▶ _Task objective_
From the first line to the last, please reproduce the material exactly, skipping the pictures.

▶ _Data for review_
-------
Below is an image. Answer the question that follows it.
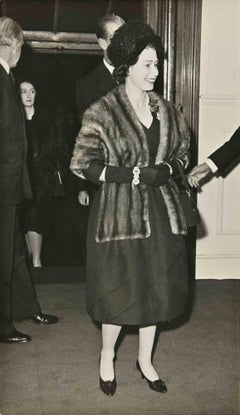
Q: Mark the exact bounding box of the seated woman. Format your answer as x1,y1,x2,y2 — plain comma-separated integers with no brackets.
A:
19,78,69,267
71,21,191,396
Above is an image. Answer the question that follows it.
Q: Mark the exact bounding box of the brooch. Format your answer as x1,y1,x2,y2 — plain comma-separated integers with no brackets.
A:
148,98,160,121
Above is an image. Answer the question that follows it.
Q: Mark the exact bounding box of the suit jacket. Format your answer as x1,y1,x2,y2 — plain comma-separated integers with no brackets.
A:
75,61,116,123
0,64,32,205
209,127,240,173
75,61,117,193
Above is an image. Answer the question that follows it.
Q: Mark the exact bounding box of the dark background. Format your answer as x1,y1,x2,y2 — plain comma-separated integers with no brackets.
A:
3,0,143,32
3,0,145,266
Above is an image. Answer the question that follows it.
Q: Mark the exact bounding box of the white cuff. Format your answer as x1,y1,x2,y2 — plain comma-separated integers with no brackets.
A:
206,158,218,173
99,166,106,181
72,170,87,180
176,158,185,167
165,163,173,175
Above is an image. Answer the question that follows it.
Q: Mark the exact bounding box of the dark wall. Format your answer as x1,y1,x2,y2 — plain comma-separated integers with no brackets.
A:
14,46,102,117
2,0,143,32
14,51,104,267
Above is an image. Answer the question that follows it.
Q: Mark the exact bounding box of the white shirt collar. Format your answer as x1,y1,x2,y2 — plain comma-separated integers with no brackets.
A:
0,57,10,74
103,58,114,75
-------
▶ _Written answer_
Below is an image. Answer the question that follows it.
Q: Mark the exact bounding box of the seated woman. Format your answer as x1,y1,x2,y2 — plain comma-separated integers with no brackets.
A:
19,78,69,267
71,21,191,396
Above is an image. Answer the question that follows it.
Q: Mark the exact bounding box of the brooch. Format your answer as x1,y1,x2,y2 — plain comma-separated integers with no brackets.
A:
148,98,160,121
Above is an image. Answer the question that follows it.
Q: Mark the exact bounding box of the suit jacket. Format your answer as x1,y1,x2,y2 — plain comma-separated integers with no brackets.
A:
75,61,116,123
0,64,32,205
209,127,240,173
75,61,117,193
Above is an image. Answer the question that follows it.
Q: Mark the exact bounding box of the dark background. Format your answer as x1,y1,x2,y2 — plain comma-separated integers with no brackets.
A:
3,0,143,32
3,0,145,266
Above is an image. Answer the question that follows it.
Q: Mark the exact bounding box of the white cuff. Format your answer as x1,y1,x2,y2 — plain comma-separated integers with no brackets.
A:
206,158,218,173
99,166,106,181
72,170,87,180
176,158,185,167
165,163,173,175
Above is an image. Answer the question that follows it.
Q: Mark the exact bounding box of the dark wall. Format your answer as x1,y1,x2,y2 — plain comma-separated integers with no brackets.
A:
14,46,102,117
2,0,143,32
14,51,104,267
Above is an image. Answer the question that follows it.
Q: Mark the exact bounding box of the white shirt collar. Format your answer as x1,y1,x2,y2 — plain comma-separated integers with no brackets.
A:
0,57,10,74
103,58,114,75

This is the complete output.